━━ Records shown ━━
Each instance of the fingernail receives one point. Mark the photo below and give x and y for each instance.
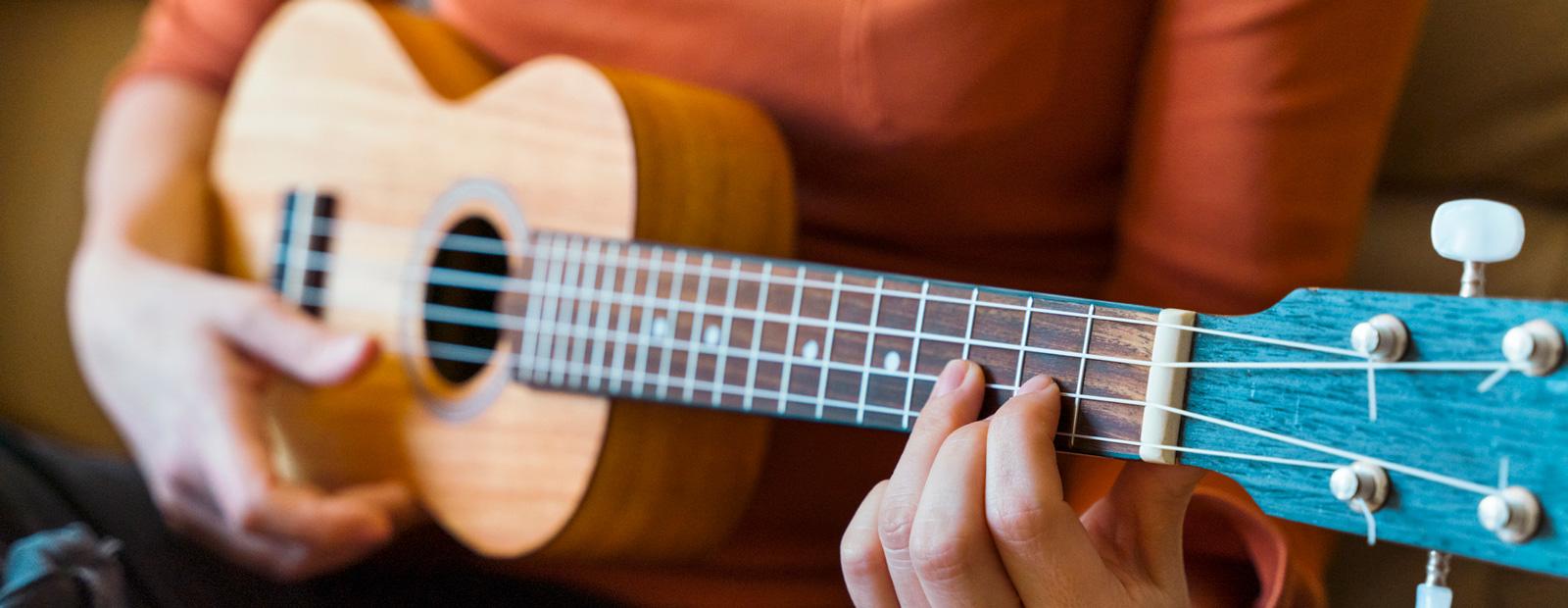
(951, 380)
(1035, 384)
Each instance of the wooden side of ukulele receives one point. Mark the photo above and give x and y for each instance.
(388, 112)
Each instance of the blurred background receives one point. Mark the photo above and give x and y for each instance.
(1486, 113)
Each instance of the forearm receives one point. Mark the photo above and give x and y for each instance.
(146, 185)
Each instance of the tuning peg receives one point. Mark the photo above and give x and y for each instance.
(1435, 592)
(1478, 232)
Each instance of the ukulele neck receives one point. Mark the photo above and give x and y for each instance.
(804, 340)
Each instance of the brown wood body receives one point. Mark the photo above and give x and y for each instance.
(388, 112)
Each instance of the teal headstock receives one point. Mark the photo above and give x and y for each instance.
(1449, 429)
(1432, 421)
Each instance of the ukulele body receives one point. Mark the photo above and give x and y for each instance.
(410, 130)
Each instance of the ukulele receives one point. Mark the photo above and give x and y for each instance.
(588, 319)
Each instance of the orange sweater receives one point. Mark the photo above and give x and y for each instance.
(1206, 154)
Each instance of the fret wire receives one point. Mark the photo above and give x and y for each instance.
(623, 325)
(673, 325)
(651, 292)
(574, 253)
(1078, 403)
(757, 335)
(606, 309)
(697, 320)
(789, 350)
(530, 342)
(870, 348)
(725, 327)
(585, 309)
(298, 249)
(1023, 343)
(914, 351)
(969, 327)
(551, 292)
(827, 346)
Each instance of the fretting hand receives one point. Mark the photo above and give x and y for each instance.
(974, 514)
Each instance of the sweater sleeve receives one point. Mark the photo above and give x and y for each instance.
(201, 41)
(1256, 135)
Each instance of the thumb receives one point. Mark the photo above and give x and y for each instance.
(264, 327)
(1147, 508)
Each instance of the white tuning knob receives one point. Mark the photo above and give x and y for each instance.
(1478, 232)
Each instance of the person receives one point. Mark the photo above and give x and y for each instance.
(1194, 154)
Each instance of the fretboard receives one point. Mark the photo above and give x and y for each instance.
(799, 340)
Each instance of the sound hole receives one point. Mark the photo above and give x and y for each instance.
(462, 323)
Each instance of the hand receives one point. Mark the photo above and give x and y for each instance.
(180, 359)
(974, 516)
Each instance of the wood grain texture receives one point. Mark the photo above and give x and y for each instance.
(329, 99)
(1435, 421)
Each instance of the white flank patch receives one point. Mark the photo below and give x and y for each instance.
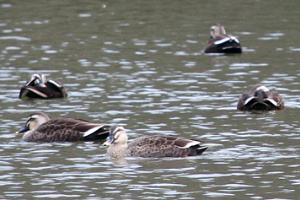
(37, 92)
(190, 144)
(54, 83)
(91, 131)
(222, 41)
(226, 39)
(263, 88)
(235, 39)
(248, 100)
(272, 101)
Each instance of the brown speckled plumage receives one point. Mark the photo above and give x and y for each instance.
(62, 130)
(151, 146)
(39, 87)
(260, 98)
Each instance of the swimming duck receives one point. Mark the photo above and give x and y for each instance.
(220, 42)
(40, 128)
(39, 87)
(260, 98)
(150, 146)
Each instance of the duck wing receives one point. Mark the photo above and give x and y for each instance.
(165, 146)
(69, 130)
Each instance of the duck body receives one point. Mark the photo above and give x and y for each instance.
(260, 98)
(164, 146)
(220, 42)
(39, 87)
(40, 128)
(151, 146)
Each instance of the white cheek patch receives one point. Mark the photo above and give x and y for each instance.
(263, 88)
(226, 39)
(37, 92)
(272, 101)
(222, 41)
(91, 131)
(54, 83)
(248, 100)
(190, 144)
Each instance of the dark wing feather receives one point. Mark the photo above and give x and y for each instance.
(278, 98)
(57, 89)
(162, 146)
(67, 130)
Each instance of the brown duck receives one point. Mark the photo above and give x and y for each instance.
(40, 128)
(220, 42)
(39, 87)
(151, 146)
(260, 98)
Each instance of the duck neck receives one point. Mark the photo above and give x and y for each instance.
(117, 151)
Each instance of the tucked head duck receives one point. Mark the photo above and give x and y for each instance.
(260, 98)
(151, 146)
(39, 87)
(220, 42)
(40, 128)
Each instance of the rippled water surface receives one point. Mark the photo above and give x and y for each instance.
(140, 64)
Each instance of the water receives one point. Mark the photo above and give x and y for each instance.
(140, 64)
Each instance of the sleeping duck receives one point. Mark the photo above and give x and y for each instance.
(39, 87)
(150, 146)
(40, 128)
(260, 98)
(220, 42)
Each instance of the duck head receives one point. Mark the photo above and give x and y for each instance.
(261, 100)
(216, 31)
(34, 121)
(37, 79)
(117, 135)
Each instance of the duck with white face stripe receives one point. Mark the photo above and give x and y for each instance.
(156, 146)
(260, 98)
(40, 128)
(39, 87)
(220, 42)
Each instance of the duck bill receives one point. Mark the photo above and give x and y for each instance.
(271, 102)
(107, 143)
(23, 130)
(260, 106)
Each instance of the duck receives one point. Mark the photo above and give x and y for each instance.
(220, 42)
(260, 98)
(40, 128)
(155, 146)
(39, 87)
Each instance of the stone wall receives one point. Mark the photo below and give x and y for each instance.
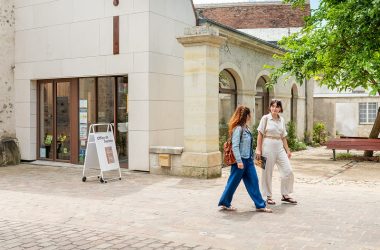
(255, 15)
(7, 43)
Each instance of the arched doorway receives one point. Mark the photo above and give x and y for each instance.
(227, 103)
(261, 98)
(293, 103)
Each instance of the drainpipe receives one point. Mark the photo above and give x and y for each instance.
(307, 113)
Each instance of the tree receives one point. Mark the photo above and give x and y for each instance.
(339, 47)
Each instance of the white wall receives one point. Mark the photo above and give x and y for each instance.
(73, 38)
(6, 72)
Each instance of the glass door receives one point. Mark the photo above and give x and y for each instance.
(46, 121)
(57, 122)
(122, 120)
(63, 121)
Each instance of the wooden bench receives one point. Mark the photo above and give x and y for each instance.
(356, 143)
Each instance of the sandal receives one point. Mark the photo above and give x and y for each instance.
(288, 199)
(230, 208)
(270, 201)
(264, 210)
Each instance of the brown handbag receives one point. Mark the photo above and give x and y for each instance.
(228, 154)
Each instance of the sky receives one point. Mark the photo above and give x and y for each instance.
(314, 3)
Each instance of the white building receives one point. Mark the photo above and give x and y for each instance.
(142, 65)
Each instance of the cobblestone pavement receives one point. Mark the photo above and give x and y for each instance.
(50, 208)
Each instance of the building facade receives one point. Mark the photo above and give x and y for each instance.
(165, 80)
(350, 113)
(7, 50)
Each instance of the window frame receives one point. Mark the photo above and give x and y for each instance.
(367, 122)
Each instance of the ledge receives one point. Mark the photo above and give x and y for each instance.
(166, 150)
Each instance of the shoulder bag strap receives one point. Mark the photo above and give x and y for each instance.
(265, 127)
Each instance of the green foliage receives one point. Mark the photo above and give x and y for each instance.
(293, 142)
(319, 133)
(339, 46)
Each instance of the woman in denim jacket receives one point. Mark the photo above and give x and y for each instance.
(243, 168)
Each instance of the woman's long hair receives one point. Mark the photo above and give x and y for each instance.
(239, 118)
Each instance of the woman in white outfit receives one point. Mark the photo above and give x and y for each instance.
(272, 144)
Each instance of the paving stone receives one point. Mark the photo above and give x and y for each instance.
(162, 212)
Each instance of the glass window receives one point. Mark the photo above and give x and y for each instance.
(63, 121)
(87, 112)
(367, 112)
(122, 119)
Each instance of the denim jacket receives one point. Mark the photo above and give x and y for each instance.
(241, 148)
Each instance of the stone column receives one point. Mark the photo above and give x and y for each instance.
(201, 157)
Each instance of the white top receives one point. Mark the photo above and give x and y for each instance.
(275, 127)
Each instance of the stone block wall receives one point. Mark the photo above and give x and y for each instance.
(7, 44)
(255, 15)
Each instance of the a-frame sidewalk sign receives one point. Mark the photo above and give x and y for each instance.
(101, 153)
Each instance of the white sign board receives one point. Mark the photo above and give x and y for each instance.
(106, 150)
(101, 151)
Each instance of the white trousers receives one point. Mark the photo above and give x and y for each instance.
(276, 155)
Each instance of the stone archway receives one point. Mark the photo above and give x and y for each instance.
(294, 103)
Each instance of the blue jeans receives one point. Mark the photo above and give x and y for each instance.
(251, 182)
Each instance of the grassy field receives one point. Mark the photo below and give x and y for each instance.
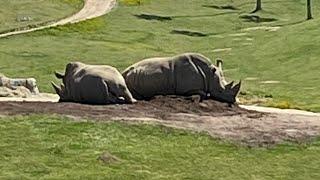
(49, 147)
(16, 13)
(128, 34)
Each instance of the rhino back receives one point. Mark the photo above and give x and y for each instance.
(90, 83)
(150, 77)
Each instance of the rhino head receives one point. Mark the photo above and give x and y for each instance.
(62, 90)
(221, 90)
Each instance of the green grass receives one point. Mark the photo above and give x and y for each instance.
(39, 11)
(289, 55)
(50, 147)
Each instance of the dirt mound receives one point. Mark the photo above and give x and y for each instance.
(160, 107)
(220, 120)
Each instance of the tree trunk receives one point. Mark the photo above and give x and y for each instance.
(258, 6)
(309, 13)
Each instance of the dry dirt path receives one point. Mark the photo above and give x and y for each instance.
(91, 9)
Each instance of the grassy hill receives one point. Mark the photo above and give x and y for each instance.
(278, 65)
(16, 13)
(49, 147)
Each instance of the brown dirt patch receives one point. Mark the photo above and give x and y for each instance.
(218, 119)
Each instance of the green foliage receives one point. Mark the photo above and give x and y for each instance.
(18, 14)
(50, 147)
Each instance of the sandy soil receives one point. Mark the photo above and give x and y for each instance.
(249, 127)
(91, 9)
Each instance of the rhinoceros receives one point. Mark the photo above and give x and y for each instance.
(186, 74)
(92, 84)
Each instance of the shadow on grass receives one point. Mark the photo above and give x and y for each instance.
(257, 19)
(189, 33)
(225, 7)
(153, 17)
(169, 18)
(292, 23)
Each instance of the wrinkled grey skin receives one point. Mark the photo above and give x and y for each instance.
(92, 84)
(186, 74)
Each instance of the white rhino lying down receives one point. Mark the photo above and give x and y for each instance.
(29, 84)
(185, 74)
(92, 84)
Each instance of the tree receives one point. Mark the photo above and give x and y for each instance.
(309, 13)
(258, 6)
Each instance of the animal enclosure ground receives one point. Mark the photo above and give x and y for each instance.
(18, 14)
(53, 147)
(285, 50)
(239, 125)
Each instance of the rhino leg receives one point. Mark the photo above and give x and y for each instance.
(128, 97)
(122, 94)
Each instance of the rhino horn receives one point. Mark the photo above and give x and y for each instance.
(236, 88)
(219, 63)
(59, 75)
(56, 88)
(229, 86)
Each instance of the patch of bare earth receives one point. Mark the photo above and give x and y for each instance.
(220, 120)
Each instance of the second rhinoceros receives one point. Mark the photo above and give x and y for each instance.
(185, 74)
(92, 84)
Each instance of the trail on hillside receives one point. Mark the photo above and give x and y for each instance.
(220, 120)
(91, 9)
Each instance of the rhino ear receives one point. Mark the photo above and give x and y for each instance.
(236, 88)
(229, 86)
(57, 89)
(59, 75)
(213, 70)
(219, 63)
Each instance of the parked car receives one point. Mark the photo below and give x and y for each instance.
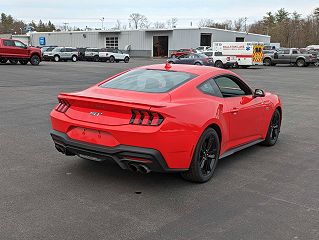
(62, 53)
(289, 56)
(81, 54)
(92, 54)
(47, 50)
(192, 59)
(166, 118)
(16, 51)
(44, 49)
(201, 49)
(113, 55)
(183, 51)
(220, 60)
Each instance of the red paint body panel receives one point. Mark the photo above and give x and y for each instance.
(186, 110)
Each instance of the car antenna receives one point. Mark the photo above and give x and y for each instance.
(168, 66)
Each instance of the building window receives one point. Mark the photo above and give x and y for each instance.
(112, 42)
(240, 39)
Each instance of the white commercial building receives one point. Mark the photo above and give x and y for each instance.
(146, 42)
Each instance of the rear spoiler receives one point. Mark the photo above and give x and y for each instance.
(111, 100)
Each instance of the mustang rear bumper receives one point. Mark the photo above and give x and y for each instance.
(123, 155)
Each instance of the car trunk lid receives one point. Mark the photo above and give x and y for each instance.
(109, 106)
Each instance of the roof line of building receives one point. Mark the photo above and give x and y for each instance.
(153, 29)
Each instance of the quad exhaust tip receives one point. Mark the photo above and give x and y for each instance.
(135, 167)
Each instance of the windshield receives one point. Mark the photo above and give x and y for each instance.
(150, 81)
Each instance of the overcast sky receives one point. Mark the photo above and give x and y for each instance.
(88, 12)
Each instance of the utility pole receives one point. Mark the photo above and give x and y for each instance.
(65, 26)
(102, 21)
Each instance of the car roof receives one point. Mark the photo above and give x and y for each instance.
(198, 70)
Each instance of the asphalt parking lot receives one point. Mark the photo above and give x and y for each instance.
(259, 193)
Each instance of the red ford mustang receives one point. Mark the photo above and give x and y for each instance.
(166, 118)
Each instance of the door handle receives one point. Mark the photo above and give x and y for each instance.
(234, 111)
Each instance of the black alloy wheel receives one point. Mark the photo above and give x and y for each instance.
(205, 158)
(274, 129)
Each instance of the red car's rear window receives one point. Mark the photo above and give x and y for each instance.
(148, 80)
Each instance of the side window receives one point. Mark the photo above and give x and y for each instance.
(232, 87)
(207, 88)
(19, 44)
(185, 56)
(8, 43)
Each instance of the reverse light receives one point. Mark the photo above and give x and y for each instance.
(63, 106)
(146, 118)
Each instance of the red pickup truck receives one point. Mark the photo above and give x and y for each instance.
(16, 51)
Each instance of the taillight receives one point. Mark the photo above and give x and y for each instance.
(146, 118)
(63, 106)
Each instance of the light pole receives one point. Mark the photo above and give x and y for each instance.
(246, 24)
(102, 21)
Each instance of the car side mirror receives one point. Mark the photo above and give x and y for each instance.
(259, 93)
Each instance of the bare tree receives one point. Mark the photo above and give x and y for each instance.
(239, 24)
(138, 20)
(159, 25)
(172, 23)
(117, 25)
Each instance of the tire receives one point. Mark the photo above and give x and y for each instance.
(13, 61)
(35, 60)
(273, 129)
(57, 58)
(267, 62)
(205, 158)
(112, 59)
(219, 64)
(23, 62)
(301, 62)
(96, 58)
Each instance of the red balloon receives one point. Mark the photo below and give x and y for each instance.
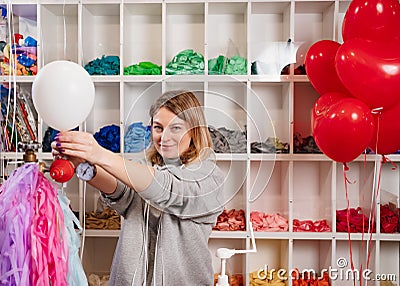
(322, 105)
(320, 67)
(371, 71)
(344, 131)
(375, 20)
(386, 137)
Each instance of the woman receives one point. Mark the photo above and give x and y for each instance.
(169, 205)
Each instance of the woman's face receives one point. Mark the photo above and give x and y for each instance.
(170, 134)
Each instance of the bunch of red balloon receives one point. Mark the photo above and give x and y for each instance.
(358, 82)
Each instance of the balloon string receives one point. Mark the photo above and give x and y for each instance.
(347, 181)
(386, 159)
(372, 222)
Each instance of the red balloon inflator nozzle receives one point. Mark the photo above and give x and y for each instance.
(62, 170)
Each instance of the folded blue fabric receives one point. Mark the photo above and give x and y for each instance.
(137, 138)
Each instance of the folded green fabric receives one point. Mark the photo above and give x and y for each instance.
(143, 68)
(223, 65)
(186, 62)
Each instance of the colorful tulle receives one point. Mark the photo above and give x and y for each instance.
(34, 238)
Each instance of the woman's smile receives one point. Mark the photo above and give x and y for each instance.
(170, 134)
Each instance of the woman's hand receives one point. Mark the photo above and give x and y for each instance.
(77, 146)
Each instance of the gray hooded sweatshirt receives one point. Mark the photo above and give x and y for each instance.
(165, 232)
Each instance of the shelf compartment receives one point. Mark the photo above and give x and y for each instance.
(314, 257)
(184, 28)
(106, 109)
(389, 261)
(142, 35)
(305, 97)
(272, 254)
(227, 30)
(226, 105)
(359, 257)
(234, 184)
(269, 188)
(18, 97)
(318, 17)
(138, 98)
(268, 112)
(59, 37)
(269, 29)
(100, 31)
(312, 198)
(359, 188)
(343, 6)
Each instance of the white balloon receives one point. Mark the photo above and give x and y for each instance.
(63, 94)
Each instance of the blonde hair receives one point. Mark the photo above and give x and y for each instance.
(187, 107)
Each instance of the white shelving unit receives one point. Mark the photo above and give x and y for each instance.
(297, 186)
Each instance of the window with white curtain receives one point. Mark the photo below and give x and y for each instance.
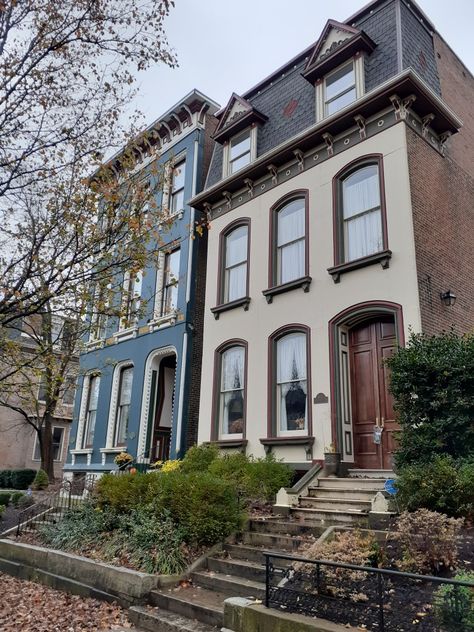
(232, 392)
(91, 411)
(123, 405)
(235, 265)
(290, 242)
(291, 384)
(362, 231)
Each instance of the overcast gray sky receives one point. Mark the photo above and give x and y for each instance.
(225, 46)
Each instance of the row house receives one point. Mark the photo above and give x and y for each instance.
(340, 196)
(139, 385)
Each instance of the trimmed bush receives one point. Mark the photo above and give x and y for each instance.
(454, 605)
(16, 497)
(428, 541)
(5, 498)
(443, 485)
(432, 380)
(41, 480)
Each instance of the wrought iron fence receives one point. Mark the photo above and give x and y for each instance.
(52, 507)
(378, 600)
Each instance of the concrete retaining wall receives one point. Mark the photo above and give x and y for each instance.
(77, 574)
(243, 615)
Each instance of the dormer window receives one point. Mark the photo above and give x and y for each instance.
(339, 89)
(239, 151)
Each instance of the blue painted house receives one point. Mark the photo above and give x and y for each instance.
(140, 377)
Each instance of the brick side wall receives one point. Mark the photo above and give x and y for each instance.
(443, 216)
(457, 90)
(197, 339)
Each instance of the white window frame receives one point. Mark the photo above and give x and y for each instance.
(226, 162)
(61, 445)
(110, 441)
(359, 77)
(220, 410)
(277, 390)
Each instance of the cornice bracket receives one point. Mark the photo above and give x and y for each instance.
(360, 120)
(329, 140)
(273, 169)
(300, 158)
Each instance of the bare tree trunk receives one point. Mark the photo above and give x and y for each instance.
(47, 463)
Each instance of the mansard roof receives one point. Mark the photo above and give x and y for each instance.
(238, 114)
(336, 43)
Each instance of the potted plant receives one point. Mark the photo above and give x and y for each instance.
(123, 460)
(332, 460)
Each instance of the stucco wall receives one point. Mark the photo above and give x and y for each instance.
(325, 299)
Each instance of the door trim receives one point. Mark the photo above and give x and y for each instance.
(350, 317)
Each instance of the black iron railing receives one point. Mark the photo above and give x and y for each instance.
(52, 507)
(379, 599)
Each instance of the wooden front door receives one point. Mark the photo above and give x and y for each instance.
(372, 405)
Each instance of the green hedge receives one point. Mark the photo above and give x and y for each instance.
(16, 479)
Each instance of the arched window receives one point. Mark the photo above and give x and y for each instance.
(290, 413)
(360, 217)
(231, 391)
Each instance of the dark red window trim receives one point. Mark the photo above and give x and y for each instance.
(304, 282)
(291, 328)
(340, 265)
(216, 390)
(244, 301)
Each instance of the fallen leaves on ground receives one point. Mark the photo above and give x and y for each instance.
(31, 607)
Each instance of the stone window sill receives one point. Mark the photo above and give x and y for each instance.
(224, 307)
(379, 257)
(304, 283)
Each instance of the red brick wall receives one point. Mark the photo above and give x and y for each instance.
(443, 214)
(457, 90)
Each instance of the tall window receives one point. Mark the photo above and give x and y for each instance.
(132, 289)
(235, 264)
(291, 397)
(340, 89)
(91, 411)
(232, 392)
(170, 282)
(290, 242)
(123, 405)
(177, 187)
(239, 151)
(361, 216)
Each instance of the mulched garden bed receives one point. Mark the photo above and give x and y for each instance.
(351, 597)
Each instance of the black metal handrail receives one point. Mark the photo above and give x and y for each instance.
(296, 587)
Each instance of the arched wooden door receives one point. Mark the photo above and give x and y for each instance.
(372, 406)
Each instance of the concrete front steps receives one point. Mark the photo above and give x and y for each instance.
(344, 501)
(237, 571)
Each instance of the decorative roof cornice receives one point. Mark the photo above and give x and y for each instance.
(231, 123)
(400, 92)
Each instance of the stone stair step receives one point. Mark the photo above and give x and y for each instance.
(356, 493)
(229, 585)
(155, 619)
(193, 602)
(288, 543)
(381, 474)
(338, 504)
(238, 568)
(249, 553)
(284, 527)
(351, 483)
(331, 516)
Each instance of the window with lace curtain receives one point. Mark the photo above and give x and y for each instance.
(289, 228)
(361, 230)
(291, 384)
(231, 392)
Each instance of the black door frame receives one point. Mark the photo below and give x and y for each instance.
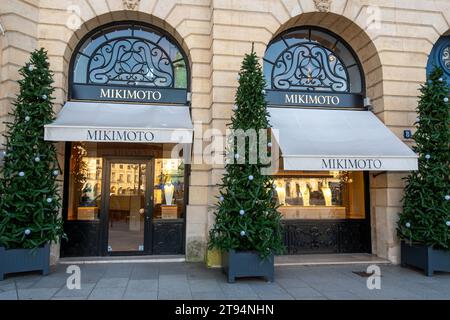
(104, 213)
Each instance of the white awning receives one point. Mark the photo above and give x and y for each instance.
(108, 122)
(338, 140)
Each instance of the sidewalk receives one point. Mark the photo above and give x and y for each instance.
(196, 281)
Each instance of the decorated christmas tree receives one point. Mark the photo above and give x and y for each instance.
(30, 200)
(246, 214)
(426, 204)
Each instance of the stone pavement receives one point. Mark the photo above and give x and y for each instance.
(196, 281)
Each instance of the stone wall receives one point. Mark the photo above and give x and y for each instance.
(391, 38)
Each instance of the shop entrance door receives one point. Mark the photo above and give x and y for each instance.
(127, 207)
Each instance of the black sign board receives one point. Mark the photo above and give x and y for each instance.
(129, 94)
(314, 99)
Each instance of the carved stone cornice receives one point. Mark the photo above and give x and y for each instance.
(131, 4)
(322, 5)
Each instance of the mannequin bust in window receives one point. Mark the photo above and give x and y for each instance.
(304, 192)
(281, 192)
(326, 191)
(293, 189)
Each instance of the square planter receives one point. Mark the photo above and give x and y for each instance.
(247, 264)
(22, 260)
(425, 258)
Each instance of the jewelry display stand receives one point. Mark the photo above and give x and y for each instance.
━━━
▶ Work instructions
Write out, word for word, the line containing "Each instance of the black sign" and every line after it to the end of the data above.

▶ Response for this exercise
Each instance of the black sign board receives one point. Mark the photo above and give x and y for each instance.
(129, 94)
(314, 99)
Each instance of the carved stone cornice receives one point. Mark the photo above and give x and y for each instance.
(131, 4)
(322, 5)
Each instance of the mannequin bust in window receives one point. Mark the photo above and give x and y for each instance.
(304, 192)
(281, 192)
(326, 191)
(293, 189)
Each instance of the square planter receives one point. Mark the photo above and give x and y for each instance.
(247, 264)
(22, 260)
(425, 258)
Each instance of the jewelry display stand receives one point. Mark the photo above and give x and y for each instance.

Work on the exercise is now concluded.